> Given task 1
Retype the records from their first line through the line holding "<point>186,234</point>", inclusive, keeping every character identical.

> Supplied passage
# Open containers...



## Carol (Dec 17, 2008)

Just heard about a strange story, and I'm curious to know about what you folks in the LE community would say about it. 

A guy, lets call him "Bjorn", was having a small holiday get-together at his house.  A few family members, a few friends, a mix of children and adults.  Bjorn and a couple of the guys were having a drink or two.   A decision was made to see a movie.  Bjorn says his SUV is big enough to fit everyone.  Bjorn's gf volunteers to drive, because Bjorn has been drinking.  They drive a couple towns away to the theatre, catch the film, 90 minutes later they are back on the road again heading for home, Bjorn's gf is driving again.

On the way home, Bjorn's gf says she wants a Diet Coke, and pulls in to a convenience store.  Bjorn and his gf go in to the store, the other friends and relatives stay behind in the truck, chatting about the movie.  

Bjorn and his gf come back to the car.  The gf cracks open her Diet Coke.  Bjorn hands bottles of water to the folks in the back, and is met by a chorus of "Thanks". 

As the gf eases the truck out of the driveway, the sound of a bottle opening can be heard.  It isn't a bottle of water.  The youngest of the group (a seventh grader), says "Uncle Bjorn, what did you get to drink?"

Bjorn answered, "A Sam Adams"

Bjorn's gf seemed unfazed at the prospect of driving Bjorn's SUV with Bjorn riding shotgun, pounding a brewski.  However, at least one of the adults in the back two rows was extremely uncomfortable.


When I was told this story, I turned to the person telling and asked "So what did you do?"

Coordinate annotation entries:
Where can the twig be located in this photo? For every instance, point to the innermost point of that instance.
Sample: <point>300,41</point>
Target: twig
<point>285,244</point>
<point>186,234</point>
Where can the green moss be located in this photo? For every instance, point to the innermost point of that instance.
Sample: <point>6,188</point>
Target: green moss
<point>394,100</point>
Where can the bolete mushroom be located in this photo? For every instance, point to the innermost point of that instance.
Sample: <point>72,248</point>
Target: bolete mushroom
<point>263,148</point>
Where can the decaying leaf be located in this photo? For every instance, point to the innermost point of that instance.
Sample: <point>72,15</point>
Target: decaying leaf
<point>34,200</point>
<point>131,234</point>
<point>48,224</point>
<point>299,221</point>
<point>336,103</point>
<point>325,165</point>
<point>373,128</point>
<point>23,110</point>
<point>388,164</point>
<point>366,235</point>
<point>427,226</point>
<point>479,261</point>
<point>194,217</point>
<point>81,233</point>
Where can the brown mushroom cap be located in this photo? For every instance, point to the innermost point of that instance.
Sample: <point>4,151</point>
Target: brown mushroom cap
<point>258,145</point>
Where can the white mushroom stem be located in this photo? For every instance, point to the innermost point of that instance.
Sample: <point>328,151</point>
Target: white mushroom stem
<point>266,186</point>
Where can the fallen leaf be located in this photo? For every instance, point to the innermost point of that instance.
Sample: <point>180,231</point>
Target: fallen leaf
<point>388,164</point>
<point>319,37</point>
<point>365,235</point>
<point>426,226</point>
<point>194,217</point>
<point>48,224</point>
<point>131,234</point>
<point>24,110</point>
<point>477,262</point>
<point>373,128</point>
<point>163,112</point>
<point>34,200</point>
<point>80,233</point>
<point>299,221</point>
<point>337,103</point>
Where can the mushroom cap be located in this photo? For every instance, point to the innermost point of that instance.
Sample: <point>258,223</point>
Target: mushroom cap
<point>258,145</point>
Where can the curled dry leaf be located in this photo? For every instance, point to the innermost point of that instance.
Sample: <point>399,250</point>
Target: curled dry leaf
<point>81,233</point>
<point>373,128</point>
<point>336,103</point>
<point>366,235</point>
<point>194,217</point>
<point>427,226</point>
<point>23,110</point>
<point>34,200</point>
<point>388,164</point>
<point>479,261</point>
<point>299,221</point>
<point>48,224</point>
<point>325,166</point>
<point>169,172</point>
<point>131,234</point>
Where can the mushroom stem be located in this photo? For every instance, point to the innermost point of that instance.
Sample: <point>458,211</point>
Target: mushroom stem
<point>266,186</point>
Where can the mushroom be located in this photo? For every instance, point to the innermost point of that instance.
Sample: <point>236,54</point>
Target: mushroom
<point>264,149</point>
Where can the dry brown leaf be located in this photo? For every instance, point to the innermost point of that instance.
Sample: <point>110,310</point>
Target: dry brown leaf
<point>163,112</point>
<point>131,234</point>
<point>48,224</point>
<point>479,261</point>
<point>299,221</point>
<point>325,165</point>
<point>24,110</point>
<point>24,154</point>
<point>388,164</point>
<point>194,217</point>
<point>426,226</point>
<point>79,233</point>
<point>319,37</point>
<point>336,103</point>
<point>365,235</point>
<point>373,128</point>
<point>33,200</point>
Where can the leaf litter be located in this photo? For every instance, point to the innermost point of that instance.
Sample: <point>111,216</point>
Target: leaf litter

> Given task 2
Answer these questions from the forum thread about open containers:
(a) Who volunteered to drive to the theater, and for what reason?
(b) What did Bjorn hand to the people in the back of the vehicle?
(c) What did Bjorn say he was drinking?

> Task response 1
Where can the twig be located in this photo? For every instance, point to the innermost point of that instance.
Sample: <point>300,41</point>
Target: twig
<point>285,244</point>
<point>186,234</point>

> Task response 2
(a) Bjorn's girlfriend, because Bjorn had been drinking.
(b) Bottles of water.
(c) A Sam Adams.